Schließlich prüft das Gericht in Ausübung seiner Befugnis zu unbeschränkter Nachprüfung den Antrag von JP Morgan auf Herabsetzung der gegen sie verhängten Geldbuße.

Unter Betonung der Tatsache, dass die Festsetzung einer Geldbuße kraft seiner Befugnis zu unbeschränkter Nachprüfung kein streng mathematischer Vorgang ist, verwendet das Gericht entsprechend der Vorgehensweise der Kommission den Wert der abgezinsten Bareinnahmen als Ausgangspunkt für die Bestimmung des Grundbetrags der Geldbuße, da dieser Wert die wirtschaftliche Bedeutung der Zuwiderhandlung und das jeweilige Gewicht des Unternehmens bei der Zuwiderhandlung widerspiegelt. Zur Ermittlung des Abzinsungsfaktors – dessen Anwendung erforderlich ist, um die Verhängung einer übermäßig abschreckenden Geldbuße zu vermeiden – weist das Gericht darauf hin, dass zwischen den Parteien unstreitig ist, dass sich dieser Faktor auf mindestens 98,849 % beläuft.

──────────

• _Kurzaufgabe 1_:
Stelle alles vom Beginn der extrahierten Zeilen bis hinunter zur Zeile mit „[55,30,190,147]“ als nummerierte Liste dar und lass dabei Leerzeilen sowie die Bildmarkierungen weg.
Der Lesetext und die Zeilen stammen aus verschiedenen Quellen.

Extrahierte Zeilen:
──────────

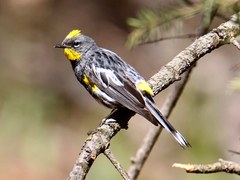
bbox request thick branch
[173,159,240,175]
[68,13,240,180]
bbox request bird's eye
[73,41,81,48]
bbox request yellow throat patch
[137,81,153,95]
[64,48,81,61]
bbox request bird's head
[54,30,95,61]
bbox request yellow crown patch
[66,29,81,39]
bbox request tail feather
[146,99,191,148]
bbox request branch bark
[68,13,240,180]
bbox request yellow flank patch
[137,81,153,95]
[83,74,90,86]
[92,84,99,91]
[64,48,81,61]
[66,29,81,39]
[83,74,99,91]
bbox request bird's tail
[146,99,191,148]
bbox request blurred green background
[0,0,240,180]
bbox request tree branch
[173,159,240,175]
[68,13,240,180]
[129,6,217,179]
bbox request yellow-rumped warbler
[55,30,190,147]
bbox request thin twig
[104,148,131,180]
[139,34,197,45]
[230,37,240,50]
[173,159,240,175]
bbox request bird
[54,29,191,148]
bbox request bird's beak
[53,44,66,48]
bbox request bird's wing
[88,64,156,119]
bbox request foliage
[127,0,240,47]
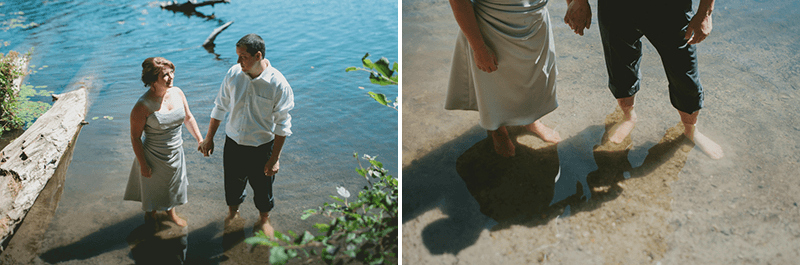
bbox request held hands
[197,139,214,156]
[472,44,497,73]
[564,0,592,36]
[683,12,711,45]
[264,157,280,176]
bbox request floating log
[0,85,87,250]
[203,21,233,52]
[161,0,231,13]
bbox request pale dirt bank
[402,1,800,264]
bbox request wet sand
[401,0,800,264]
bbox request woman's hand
[139,164,153,178]
[564,0,592,36]
[197,138,214,156]
[472,44,497,73]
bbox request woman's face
[154,68,175,88]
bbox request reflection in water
[454,107,694,227]
[222,215,245,252]
[127,214,189,264]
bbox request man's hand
[683,12,711,44]
[197,139,214,156]
[264,158,280,176]
[472,44,497,73]
[564,0,592,36]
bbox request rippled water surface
[0,0,399,263]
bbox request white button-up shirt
[211,64,294,146]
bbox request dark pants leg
[644,6,703,114]
[597,0,703,113]
[222,137,275,212]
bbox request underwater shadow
[403,109,694,255]
[40,214,144,263]
[460,113,694,231]
[402,125,493,254]
[127,216,189,264]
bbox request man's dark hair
[236,33,266,57]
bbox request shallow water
[0,0,400,263]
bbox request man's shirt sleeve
[211,71,231,121]
[272,81,294,136]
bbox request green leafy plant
[245,153,399,264]
[345,53,399,110]
[0,49,53,135]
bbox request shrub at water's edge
[245,154,399,264]
[245,53,399,264]
[0,49,52,135]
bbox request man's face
[236,47,261,72]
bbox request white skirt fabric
[445,0,558,130]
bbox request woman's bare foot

──────────

• _Kurzaufgabe 2_:
Auf mindestens wie viel Prozent beläuft sich laut dem Lesetext der Abzinsungsfaktor?

• _Lösung 1_:
1. bbox request thick branch
2. [173,159,240,175]
3. [68,13,240,180]
4. bbox request bird's eye
5. [73,41,81,48]
6. bbox request yellow throat patch
7. [137,81,153,95]
8. [64,48,81,61]
9. bbox request bird's head
10. [54,30,95,61]
11. bbox request yellow crown patch
12. [66,29,81,39]
13. bbox request tail feather
14. [146,99,191,148]
15. bbox request branch bark
16. [68,13,240,180]
17. bbox request yellow flank patch
18. [137,81,153,95]
19. [83,74,90,86]
20. [92,84,99,91]
21. [64,48,81,61]
22. [66,29,81,39]
23. [83,74,99,91]
24. bbox request bird's tail
25. [146,99,191,148]
26. bbox request blurred green background
27. [0,0,240,180]
28. bbox request tree branch
29. [173,159,240,175]
30. [68,13,240,180]
31. [129,6,217,179]
32. bbox request yellow-rumped warbler
33. [55,30,190,147]

• _Lösung 2_:
Auf mindestens 98,849 %.